Top of RECORDED DATA
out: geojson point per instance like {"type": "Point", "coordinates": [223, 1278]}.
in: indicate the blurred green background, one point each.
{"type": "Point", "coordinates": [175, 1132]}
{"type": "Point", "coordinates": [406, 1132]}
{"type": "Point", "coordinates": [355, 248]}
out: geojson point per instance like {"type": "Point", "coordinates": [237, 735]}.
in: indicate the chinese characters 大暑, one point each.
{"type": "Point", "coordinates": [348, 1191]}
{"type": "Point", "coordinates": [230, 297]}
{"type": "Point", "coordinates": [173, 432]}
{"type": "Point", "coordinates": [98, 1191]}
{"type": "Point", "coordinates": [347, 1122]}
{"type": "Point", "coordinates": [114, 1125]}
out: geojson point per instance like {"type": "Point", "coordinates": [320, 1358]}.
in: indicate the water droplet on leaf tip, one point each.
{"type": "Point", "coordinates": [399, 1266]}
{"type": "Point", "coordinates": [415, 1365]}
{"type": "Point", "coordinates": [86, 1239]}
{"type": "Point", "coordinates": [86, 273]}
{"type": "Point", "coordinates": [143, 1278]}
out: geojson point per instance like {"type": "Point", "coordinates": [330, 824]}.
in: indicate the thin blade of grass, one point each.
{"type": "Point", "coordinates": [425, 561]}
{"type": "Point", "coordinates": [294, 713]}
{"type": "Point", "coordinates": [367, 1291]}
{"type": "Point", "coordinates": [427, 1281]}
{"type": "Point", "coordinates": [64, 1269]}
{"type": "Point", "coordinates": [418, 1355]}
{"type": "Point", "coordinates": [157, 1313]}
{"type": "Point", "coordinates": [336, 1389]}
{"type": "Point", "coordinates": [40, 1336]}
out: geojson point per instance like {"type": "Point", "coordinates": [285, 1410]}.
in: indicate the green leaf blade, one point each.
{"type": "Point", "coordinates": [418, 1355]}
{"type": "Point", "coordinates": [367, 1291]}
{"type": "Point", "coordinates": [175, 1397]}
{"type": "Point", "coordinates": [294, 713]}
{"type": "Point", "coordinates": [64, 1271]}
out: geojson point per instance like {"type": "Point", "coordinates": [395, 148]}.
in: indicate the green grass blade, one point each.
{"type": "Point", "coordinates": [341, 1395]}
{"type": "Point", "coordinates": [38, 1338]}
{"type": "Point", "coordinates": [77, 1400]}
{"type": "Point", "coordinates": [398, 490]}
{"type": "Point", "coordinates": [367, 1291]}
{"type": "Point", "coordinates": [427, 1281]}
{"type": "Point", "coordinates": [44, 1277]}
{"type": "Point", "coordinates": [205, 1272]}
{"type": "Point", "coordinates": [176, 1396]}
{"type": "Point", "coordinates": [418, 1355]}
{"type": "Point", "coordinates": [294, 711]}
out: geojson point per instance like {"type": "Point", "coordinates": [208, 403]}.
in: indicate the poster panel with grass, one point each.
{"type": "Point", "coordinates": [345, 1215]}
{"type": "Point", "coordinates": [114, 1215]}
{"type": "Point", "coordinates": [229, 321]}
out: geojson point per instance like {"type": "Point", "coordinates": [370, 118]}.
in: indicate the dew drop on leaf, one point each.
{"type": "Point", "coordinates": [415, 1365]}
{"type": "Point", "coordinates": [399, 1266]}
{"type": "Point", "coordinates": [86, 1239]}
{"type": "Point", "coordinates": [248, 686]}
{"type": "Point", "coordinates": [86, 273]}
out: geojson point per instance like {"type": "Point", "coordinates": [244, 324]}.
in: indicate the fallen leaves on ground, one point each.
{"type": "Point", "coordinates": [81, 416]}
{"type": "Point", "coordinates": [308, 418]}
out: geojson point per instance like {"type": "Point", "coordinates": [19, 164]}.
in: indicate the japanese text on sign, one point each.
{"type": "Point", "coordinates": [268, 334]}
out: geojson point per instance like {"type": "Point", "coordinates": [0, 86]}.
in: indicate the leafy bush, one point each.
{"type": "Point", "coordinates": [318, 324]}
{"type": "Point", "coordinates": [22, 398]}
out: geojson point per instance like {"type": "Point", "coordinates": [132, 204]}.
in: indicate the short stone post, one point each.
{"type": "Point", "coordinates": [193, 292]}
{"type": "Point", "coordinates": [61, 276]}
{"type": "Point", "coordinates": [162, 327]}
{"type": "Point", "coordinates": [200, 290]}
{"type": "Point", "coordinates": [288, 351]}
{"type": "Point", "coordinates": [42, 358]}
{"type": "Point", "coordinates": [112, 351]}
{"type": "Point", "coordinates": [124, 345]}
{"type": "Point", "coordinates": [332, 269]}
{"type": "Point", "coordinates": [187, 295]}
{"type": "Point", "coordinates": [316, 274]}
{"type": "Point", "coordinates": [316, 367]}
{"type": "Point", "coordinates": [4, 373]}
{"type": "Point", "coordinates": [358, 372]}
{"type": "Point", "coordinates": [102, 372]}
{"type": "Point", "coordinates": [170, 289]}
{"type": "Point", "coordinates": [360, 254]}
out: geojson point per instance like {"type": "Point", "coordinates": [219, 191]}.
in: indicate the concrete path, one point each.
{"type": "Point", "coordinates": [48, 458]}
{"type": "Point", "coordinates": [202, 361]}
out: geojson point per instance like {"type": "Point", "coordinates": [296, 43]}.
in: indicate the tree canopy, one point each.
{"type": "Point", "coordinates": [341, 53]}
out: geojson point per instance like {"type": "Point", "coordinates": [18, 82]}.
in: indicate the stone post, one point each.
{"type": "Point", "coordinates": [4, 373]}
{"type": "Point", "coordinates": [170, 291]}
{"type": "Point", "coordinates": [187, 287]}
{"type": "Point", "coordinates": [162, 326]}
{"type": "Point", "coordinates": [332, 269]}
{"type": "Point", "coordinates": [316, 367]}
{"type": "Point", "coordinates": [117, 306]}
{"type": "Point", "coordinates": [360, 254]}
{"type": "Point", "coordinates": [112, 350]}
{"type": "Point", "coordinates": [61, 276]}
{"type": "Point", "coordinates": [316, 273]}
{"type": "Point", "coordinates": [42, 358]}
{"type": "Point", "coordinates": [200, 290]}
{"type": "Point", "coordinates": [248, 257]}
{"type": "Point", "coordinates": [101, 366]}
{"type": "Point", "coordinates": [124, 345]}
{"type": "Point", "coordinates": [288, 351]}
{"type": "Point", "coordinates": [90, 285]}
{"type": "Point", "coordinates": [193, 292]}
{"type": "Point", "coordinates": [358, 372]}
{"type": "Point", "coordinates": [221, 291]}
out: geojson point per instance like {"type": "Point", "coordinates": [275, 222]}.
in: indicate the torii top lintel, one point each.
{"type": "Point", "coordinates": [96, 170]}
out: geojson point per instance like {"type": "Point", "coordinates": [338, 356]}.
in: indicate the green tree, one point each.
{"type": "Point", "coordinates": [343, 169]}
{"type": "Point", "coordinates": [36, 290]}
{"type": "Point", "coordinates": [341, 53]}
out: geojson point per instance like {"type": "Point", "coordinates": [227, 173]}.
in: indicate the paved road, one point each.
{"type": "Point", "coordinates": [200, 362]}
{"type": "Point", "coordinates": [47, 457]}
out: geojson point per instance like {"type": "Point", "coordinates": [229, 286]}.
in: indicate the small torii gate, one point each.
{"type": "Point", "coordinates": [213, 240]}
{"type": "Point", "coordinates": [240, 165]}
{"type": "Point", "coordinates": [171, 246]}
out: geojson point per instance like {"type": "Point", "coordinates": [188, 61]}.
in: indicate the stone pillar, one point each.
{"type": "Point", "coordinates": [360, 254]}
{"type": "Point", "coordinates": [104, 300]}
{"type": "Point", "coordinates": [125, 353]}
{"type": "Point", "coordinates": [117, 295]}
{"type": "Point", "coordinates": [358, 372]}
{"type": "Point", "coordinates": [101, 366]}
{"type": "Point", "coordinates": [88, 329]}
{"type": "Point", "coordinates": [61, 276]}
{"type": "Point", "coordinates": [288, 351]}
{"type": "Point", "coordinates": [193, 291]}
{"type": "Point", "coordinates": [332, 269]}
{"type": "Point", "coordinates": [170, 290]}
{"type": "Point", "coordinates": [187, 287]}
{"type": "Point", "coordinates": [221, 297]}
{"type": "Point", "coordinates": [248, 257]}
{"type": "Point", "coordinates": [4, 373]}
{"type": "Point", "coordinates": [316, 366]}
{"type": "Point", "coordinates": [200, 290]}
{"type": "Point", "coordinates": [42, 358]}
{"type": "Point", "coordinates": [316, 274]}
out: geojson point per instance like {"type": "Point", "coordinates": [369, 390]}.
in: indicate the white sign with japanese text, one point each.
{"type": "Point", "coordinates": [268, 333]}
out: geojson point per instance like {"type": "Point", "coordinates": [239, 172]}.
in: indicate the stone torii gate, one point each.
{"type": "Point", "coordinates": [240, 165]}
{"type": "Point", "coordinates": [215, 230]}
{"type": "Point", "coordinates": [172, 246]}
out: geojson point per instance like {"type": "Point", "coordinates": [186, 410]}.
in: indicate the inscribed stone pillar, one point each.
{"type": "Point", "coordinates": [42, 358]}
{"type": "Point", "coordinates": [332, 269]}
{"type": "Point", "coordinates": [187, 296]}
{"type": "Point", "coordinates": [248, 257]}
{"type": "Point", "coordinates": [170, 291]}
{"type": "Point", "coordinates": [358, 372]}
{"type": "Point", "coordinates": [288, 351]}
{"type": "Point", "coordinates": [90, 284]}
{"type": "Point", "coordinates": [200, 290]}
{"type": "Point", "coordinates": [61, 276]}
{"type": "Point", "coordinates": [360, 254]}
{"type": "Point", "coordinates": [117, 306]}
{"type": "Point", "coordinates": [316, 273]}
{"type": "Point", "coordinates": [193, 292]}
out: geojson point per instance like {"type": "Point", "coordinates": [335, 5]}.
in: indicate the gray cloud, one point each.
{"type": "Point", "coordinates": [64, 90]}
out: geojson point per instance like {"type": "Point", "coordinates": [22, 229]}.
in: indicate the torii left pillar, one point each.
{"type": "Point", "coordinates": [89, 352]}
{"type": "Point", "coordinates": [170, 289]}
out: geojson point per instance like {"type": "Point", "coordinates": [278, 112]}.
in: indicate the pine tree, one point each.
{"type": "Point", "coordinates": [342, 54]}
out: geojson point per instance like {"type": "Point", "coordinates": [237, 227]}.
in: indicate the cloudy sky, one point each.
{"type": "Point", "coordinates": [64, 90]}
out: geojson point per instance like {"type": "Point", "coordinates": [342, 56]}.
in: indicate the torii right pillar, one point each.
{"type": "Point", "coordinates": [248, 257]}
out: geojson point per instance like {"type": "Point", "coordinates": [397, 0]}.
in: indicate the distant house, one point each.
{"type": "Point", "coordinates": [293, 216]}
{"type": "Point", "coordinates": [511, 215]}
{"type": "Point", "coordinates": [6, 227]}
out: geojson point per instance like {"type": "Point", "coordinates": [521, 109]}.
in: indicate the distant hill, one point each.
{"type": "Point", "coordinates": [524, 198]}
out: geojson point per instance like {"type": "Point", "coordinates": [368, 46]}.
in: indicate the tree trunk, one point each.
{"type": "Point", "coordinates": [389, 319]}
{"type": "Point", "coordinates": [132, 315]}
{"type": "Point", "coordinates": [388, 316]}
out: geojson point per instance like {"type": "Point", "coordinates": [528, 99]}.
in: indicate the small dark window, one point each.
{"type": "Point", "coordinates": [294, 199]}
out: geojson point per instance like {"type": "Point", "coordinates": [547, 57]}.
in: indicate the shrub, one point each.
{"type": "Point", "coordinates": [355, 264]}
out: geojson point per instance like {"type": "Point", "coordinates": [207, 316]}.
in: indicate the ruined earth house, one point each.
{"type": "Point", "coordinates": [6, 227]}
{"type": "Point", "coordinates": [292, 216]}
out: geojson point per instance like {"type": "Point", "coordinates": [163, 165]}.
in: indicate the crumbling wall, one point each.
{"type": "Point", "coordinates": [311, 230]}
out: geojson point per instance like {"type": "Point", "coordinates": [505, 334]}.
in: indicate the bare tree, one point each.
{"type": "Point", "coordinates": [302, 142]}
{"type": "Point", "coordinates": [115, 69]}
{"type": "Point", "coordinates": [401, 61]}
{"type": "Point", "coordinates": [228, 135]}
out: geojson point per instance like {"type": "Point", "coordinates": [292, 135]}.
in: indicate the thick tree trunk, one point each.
Bottom of RECORDED DATA
PROBLEM TO WORK ON:
Write out only those lines of the entries that lie between the line containing "in: indicate the crumbling" and the last line, inclusive, reproducing them exactly.

WRITTEN ANSWER:
in: indicate the crumbling wall, one point each.
{"type": "Point", "coordinates": [311, 230]}
out: geojson point per instance like {"type": "Point", "coordinates": [505, 334]}.
in: indicate the bare tree, one point each.
{"type": "Point", "coordinates": [302, 142]}
{"type": "Point", "coordinates": [115, 69]}
{"type": "Point", "coordinates": [401, 61]}
{"type": "Point", "coordinates": [228, 135]}
out: geojson point per instance like {"type": "Point", "coordinates": [292, 135]}.
in: indicate the thick tree trunk, one point each.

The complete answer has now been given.